▶ _Source excerpt_
These controversial features of Desgabets’s version of Cartesianism were the primary topic of discussion at a series of conferences held at the Commercy chateau of Cardinal de Retz, a former leader of a rebellion against the monarchy in the late 1640s (the Fronde). This version of Cartesianism also gained a following in the Lorraine Benedictine monasteries, though the publication of an official edition of Desgabets’s works was thwarted by officials due to concerns over the suspect nature of his theological views. Outside of the Benedictine order, Desgabets’s most prominent admirer was the French Cartesian Pierre-Sylvain Régis, who called him “one of the greatest metaphysicians of our century.” This compliment is reflected in the fact that Régis took over Desgabets’s views on the eternal truths, the correspondence of ideas to external objects, and the essential nature of the union of temporal thought with motion.
DESIRE. Together with admiration, love and hatred, joy and sadness, desire is one of the six primitive passions for Descartes. It is distinguished from those other passions by the fact that its object is in the future and that it has no opposite. Descartes defines it as “an agitation of the soul, caused by the spirits, which causes the soul to will the things it represents to itself as suitable” (Passions II, art. 86, AT, vol. XI, p. 392). There is no contrary passion because aversion also springs from desire. There are as many forms of desire as it can have different objects. It is also an ingredient in other passions, like hope, despair, jealousy, etc. It is based on a violent motion of the heart, causing an abundant flow of animal spirits to the brain, which in turn sharpens the senses and makes all parts of the body more mobile. However, this happens only if the desired object is imagined as being obtainable. Otherwise the agitation remains limited to the brain, where it engenders a kind of indolence or languor. As long as desire is based on true knowledge and is not excessive, it is always good. If it is based on a passion it can also be bad. It is indispensable in the economy of the passions because without it no passion could ever lead to an action.
DIGBY, SIR KENELM (1603–65). English natural philosopher, naval commander, and diplomat. Born to a wealthy aristocratic family, Digby attended Gloucester Hall, Oxford from 1618–20, but left without taking a degree. He toured throughout continental Europe in 1620–23, ending in Madrid where his uncle was the English ambassador. The Prince of Wales (later Charles I) came to Madrid in 1623 on a matrimonial mission and Digby became a member of his household. He accompanied the prince on his return to England after the failure of that mission, was knighted later in the year and became a member of the prince’s privy council. In 1627–28 Digby led a successful privateering expedition against French ships in the Mediterranean, an exploit that earned him an appointment as naval commissioner from 1629 to 1635. The death of his wife Venitia in 1633 affected Digby greatly; he withdrew from public life and spent two years at Gresham College in London studying various topics in natural philosophy, including magnetism, optics, and physiology. In 1636–37 Digby was in France, where he met Thomas Hobbes and Marin Mersenne and became an active participant in the “Mersenne circle.” By 1639 Digby had returned to England, but in the political climate of the time his Catholicism (which had not previously hindered his career) made him a target of Protestant radicals, who were concerned that his close relationship with Charles I might assist a reconciliation between the Church of England and the Roman Church. In 1641 he was summoned to face charges in Parliament and was imprisoned in 1642. He was discharged after a few months, on the condition that he accept exile in France.

▶ _What to work on_
List the six primitive passions Descartes recognizes, as named in the source excerpt. The stored listing plays no role in this exercise.

[Stored dataset items]
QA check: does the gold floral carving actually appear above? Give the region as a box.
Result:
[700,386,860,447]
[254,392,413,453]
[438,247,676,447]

==

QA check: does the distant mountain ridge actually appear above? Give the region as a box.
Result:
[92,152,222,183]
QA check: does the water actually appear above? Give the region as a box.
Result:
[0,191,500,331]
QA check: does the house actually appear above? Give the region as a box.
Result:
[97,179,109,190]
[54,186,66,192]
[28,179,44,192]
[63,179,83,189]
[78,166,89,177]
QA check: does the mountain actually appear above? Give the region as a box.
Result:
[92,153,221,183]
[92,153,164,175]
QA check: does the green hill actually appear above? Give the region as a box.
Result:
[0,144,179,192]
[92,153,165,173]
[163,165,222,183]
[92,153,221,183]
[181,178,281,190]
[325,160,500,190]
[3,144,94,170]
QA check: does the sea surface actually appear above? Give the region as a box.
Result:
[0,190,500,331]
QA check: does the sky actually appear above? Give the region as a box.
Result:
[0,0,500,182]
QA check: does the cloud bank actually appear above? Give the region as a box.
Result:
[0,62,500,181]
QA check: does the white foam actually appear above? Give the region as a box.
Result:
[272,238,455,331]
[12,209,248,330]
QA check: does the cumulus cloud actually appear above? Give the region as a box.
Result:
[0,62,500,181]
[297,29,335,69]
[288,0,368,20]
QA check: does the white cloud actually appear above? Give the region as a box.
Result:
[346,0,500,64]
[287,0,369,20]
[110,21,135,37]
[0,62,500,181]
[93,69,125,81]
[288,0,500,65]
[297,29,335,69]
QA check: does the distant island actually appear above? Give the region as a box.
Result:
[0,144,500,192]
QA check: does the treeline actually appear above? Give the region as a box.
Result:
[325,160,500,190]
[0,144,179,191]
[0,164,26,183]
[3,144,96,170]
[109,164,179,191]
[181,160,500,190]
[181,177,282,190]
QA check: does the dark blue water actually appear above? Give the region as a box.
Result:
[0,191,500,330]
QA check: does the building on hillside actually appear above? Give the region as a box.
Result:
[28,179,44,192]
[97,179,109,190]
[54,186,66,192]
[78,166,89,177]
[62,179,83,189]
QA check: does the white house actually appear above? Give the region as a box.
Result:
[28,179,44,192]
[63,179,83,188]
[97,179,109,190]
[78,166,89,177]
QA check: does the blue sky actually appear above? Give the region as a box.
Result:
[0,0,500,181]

--

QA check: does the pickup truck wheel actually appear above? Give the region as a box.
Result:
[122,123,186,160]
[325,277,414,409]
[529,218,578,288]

▶ _Answer below_
Desire, admiration, love, hatred, joy, sadness